### WHAT TO PRODUCE
Your task is to print all of the entries exactly, though the pictures should not be included.

• • • • • • •

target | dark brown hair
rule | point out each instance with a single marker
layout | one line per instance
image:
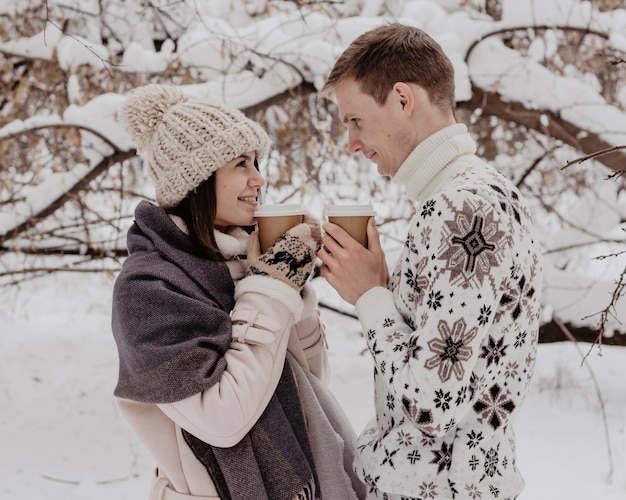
(198, 211)
(393, 53)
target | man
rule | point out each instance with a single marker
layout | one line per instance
(453, 331)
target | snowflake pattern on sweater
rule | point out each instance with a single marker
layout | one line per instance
(454, 341)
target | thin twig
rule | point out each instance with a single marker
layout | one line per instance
(569, 335)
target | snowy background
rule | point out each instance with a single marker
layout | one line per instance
(60, 434)
(61, 437)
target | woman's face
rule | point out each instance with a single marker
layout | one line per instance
(237, 186)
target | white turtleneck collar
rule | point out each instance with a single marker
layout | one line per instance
(426, 167)
(232, 245)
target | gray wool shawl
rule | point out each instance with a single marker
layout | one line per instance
(171, 323)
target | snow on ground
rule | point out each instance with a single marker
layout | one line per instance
(62, 438)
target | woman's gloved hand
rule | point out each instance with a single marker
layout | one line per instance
(292, 258)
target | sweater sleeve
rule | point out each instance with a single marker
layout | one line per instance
(425, 336)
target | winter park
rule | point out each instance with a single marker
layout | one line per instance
(541, 87)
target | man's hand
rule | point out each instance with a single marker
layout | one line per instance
(350, 268)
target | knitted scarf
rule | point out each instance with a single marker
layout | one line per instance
(172, 327)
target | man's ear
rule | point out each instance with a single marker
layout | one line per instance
(403, 94)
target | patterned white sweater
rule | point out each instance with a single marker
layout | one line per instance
(454, 336)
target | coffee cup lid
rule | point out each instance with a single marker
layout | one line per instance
(347, 210)
(279, 209)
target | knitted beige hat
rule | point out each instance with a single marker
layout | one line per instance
(186, 140)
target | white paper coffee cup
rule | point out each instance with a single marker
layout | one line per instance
(275, 220)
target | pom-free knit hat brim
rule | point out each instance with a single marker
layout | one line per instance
(187, 140)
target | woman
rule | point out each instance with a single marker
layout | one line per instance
(223, 360)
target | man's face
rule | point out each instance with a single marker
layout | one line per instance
(383, 134)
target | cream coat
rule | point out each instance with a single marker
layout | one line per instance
(249, 381)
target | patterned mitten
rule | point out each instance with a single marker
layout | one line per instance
(291, 259)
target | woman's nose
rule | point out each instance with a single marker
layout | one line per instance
(354, 144)
(257, 180)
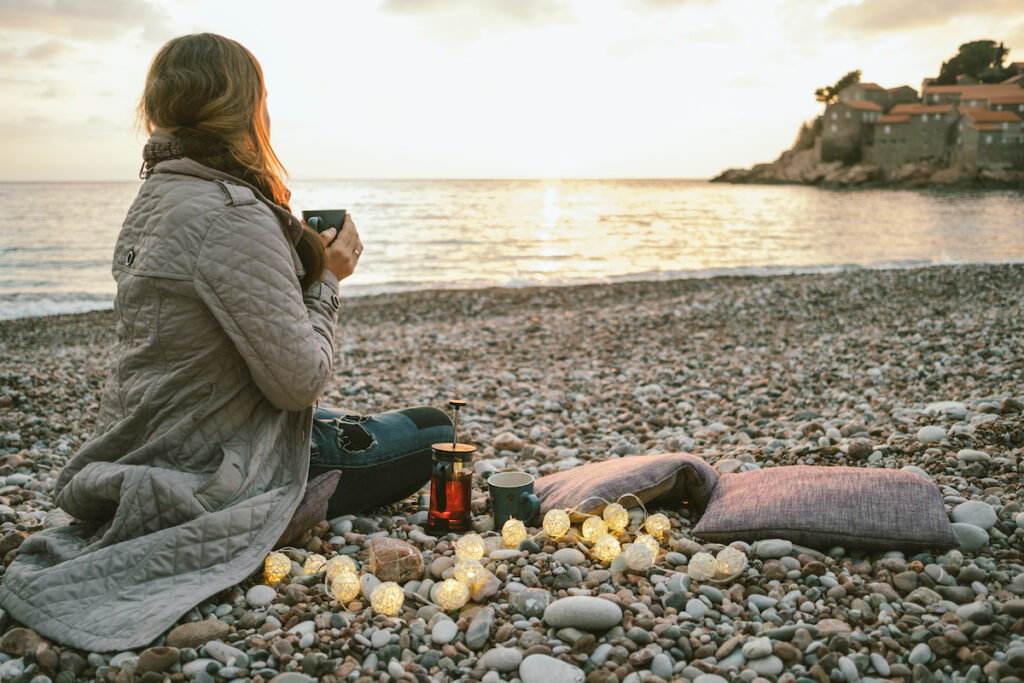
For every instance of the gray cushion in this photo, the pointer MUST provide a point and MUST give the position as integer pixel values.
(675, 477)
(820, 507)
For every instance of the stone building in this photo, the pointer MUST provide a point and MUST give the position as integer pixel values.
(969, 124)
(911, 133)
(986, 138)
(847, 128)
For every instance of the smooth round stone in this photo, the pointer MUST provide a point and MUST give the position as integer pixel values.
(769, 666)
(660, 666)
(569, 556)
(260, 596)
(972, 456)
(710, 678)
(757, 648)
(880, 664)
(921, 653)
(380, 638)
(294, 677)
(971, 537)
(772, 548)
(849, 670)
(695, 608)
(975, 512)
(504, 659)
(931, 434)
(584, 612)
(544, 669)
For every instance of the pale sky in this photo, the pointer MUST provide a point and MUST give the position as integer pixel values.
(476, 88)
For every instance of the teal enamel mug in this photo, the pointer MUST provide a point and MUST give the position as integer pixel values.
(512, 496)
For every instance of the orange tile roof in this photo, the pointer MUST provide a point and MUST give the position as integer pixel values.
(974, 91)
(1010, 99)
(921, 109)
(984, 116)
(861, 104)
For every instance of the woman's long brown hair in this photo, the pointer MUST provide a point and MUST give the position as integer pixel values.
(209, 92)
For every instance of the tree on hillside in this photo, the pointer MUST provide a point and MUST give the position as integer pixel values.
(979, 58)
(829, 93)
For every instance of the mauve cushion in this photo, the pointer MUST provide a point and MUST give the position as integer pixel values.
(821, 507)
(675, 477)
(311, 508)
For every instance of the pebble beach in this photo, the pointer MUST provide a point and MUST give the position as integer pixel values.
(919, 369)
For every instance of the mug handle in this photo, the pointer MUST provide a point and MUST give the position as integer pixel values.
(535, 506)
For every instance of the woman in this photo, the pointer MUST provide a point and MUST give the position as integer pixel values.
(225, 312)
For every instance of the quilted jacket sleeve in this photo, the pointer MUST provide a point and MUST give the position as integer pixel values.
(245, 273)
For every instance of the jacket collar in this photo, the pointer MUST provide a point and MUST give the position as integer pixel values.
(290, 224)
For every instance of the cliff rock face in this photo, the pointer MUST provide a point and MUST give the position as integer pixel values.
(800, 165)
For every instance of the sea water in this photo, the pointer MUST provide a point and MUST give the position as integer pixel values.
(56, 238)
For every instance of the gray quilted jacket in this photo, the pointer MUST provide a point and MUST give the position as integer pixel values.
(202, 444)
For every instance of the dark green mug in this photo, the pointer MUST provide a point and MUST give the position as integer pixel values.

• • • • • • •

### OUTPUT BELOW
target | dark brown hair
rule | point out each instance with a single marker
layout | one line per instance
image:
(198, 211)
(393, 53)
target | man
rule | point out each instance with a single marker
layout | one line per instance
(453, 331)
target | snowflake pattern on sweater
rule | point out each instance with a single marker
layout | one line per instance
(454, 341)
target | thin twig
rule | point out each instance with a single marker
layout | one line per instance
(569, 335)
target | snowy background
rule | point out each instance with a single marker
layout | one line per instance
(60, 434)
(61, 437)
target | woman's face
rule | point out each instance with a single marker
layout | one line per instance
(237, 186)
target | white turtleneck collar
rule | point out each instance with a single marker
layout | one line per instance
(426, 167)
(232, 245)
target | gray wool shawl
rule | point out each instance with a single marker
layout | one line per instance
(171, 323)
target | snow on ground
rule | point out each instance with a single marker
layout | one line per instance
(62, 438)
target | woman's gloved hand
rule | point out each instance with a single marker
layout | one line per instance
(292, 258)
target | sweater sleeve
rule | point out each instance with a single marker
layout | one line per instance
(425, 336)
target | winter park
rule | point out each instance with a single marker
layout | one line per instance
(541, 87)
target | man's hand
rule | point out each instance with a single marker
layout | one line per instance
(350, 268)
target | knitted scarf
rule | point out each instance with a single marker
layout | one line per instance
(172, 327)
target | man's ear
rule | point out each instance with a single marker
layout | one line per instance
(403, 94)
target | patterned white sweater
rule | point out each instance with a single marker
layout | one line per instance
(454, 336)
target | coffee cup lid
rule | point out each instance with a single marker
layout | one line per instance
(347, 210)
(279, 209)
target | knitted beige hat
rule | point out each instance with a single marker
layout | one line per instance
(186, 140)
target | white paper coffee cup
rule | point out each instance with a single marker
layout | one line per instance
(275, 220)
target | pom-free knit hat brim
rule | point out each instance with a single marker
layout | one line per instance
(187, 140)
target | woman
rule | point out each instance with a single marker
layout | one line per instance
(223, 360)
target | man's face
rule | point out each instance with a single marker
layout | one line per instance
(383, 134)
target | cream coat
rule | point out each instance with a single marker
layout | one line per instance
(249, 381)
target | patterned mitten
rule | point out each instance with a single marker
layout | one line per instance
(291, 259)
target | woman's nose
rule | point out each instance with a single marker
layout | one line per instance
(354, 144)
(257, 180)
For every instance of the gray cushion in this photo, the pointer MUST provide a point and MUST give the position as integer pixel values.
(675, 477)
(820, 507)
For every instance of the stone building in this photo, the pointer MUST provide a point and MUST give the position as integer pixel values.
(969, 124)
(911, 133)
(986, 138)
(847, 128)
For every instance of the smooth round stone in this photo, the pointer MUST provide a point and MUST give the position as integer pixel values.
(769, 666)
(660, 666)
(569, 556)
(260, 596)
(972, 456)
(710, 678)
(757, 648)
(880, 664)
(921, 653)
(380, 638)
(294, 677)
(971, 537)
(772, 548)
(849, 670)
(695, 608)
(975, 512)
(504, 659)
(931, 434)
(584, 612)
(544, 669)
For every instance of the pale sky in this photo, the pointer MUST provide a point and MUST give the position as integer pixel values.
(476, 88)
For every instance of the teal enamel mug in this photo, the pointer MUST provide a point and MUST give the position as integer pixel values.
(512, 496)
For every instance of the orange tile roof in this photo, the pointer MUST provide a point and MUST give the position as integer pixel values.
(974, 91)
(1010, 99)
(921, 109)
(984, 116)
(861, 104)
For every instance of the woman's long brown hair in this photo, the pointer MUST provide a point and MUST give the position as integer pixel values.
(209, 92)
For every instance of the tree on hillside in this photo, the pointer MUST provide a point and MUST give the position as integer pixel values.
(979, 58)
(829, 93)
For every instance of the mauve cushion in this photo, the pointer MUST provide a point and MUST give the position as integer pixel values.
(821, 507)
(675, 477)
(311, 508)
For every instance of the pebble beach in this photo, the pointer MUST provide a point and MUST give the position as integer pixel values.
(919, 369)
For every instance of the mug handle in this photo, the pointer MUST provide a point and MUST give the position as integer pixel values.
(535, 506)
For every instance of the woman in this photo, the pointer MUST provide a point and MUST give the position as integer pixel values.
(225, 312)
For every instance of the quilted jacket sleeve in this photo, the pointer MUST provide a point and MUST give the position as integer pixel values.
(245, 273)
For every instance of the jacket collar in this photo, the pointer MUST provide a point and MUST give the position as integer pixel values.
(290, 224)
For every instance of the cliff rock face in this photo, the pointer MUST provide a point and MUST give the position as integer pixel values.
(800, 165)
For every instance of the sea water in this photo, the pointer MUST provide a point and MUST give the position as integer pixel values.
(56, 238)
For every instance of the gray quilted jacket in this photo, the pointer MUST provide a point and MUST give the position as integer pixel values.
(202, 444)
For every instance of the dark green mug in this photo, the pointer MUST provide a point and MUST give the position as integer pixel values.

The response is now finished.